▶ _Excerpt to read_:
-----
SageMaker instance routing for Docker is ok. We are good to go!


In [1]:
import sagemaker
from sagemaker.debugger import (
    Rule, ProfilerRule, rule_configs, ProfilerConfig, 
    FrameworkProfile, DetailedProfilingConfig, 
    DataloaderProfilingConfig, PythonProfilingConfig)
import time

sagemaker_session = sagemaker.Session()

bucket = sagemaker_session.default_bucket()
prefix = 'sagemaker/DEMO-pytorch-mnist'

role = sagemaker.get_execution_role()

In [2]:
sagemaker.__version__

'2.72.3'

## Data
### Getting the data



In [3]:
from torchvision import datasets, transforms

datasets.MNIST('data', download=True, transform=transforms.Compose([
    transforms.ToTensor(),
    transforms.Normalize((0.1307,), (0.3081,))
]))

Dataset MNIST
    Number of datapoints: 60000
    Root location: data
    Split: Train
    StandardTransform
Transform: Compose(
               ToTensor()
-----
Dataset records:
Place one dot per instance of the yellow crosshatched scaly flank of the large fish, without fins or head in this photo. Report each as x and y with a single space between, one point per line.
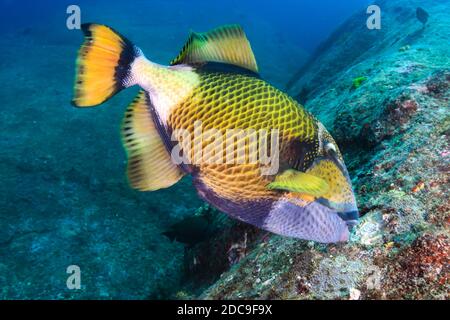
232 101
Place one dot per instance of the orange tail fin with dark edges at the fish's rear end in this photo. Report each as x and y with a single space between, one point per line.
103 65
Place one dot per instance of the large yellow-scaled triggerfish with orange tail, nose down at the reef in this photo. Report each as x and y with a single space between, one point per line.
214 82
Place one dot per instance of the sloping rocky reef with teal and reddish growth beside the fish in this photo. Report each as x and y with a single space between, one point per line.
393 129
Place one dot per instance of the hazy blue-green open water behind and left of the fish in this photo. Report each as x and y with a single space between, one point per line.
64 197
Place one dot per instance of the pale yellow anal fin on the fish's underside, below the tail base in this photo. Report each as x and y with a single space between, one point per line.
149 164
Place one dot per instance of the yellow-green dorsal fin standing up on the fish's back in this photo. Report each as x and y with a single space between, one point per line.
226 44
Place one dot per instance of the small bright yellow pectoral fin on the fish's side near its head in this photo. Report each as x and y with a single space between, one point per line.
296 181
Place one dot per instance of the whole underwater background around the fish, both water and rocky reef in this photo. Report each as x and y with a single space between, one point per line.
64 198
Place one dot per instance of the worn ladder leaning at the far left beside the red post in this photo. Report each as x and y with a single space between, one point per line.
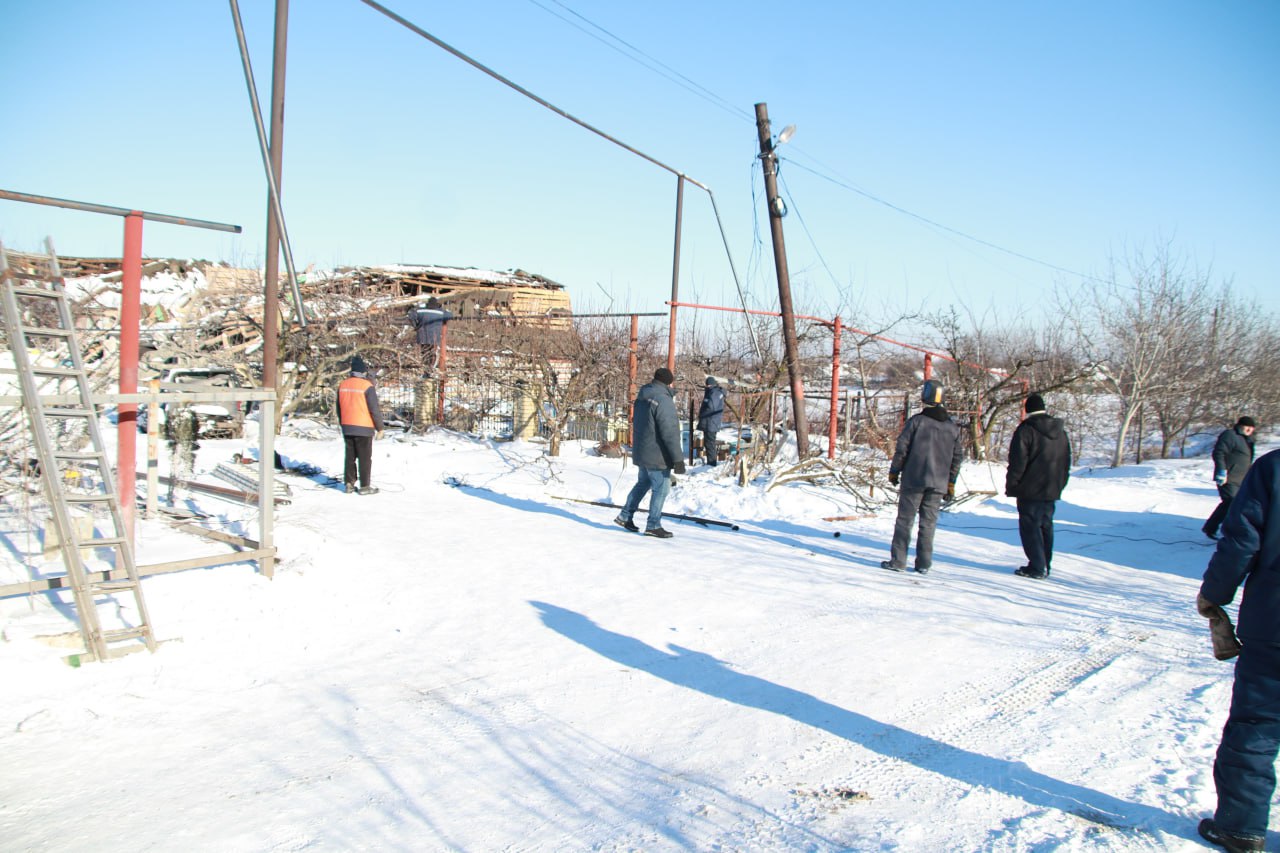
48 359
-----
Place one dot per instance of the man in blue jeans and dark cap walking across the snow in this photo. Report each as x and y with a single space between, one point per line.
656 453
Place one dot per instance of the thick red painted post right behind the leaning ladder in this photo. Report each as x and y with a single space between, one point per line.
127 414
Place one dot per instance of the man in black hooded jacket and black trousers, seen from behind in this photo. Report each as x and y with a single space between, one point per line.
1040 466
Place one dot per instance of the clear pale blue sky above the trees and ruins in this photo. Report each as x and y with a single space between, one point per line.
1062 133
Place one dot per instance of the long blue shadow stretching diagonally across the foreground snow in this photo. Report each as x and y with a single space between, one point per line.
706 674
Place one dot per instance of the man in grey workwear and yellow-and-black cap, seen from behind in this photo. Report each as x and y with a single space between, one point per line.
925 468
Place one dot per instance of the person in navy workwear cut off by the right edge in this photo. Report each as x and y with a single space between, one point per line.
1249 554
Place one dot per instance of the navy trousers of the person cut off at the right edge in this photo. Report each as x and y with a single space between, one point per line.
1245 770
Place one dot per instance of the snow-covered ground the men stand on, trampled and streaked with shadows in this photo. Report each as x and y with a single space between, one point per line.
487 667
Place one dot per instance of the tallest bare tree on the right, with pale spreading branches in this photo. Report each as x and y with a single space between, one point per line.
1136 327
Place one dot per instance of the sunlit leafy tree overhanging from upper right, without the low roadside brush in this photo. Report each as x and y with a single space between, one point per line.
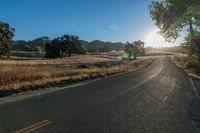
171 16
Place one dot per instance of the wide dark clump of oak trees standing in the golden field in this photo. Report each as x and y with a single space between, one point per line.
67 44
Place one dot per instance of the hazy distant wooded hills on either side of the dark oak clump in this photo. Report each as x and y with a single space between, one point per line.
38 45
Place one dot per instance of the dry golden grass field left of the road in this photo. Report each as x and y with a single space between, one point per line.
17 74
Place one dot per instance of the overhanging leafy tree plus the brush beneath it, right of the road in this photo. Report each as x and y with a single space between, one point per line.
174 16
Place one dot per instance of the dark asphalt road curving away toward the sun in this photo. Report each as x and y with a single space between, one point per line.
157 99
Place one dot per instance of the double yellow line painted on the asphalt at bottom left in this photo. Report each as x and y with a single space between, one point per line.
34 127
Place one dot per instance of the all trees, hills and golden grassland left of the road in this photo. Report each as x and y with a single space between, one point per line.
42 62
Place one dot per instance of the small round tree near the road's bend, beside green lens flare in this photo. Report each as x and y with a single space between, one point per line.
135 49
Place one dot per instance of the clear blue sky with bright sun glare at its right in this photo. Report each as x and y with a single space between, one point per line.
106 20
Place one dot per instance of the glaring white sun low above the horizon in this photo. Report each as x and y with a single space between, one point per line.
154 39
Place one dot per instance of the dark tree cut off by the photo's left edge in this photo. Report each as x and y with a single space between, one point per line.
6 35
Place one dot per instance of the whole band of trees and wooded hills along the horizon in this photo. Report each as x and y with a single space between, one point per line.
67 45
-----
▶ _Task list_:
1. Decide whether each statement agrees with the SageMaker notebook excerpt, and give yes or no along with the words from the excerpt that settle it: (a) The SageMaker version reported is 2.72.3. (b) The prefix is set to a TensorFlow MNIST demo path. (c) The MNIST dataset shown is the test split.
2. Answer these questions from the SageMaker notebook excerpt:
(a) How many datapoints does the MNIST dataset contain?
(b) What root location is listed for the dataset?
(c) Which call assigns the value of role?
Rely only on the SageMaker notebook excerpt for your answers.

▶ _Answers to the tasks_:
1.
(a) Yes: "'2.72.3'"
(b) No: "prefix = 'sagemaker/DEMO-pytorch-mnist'"
(c) No: "Split: Train"

2.
(a) 60000
(b) data
(c) sagemaker.get_execution_role()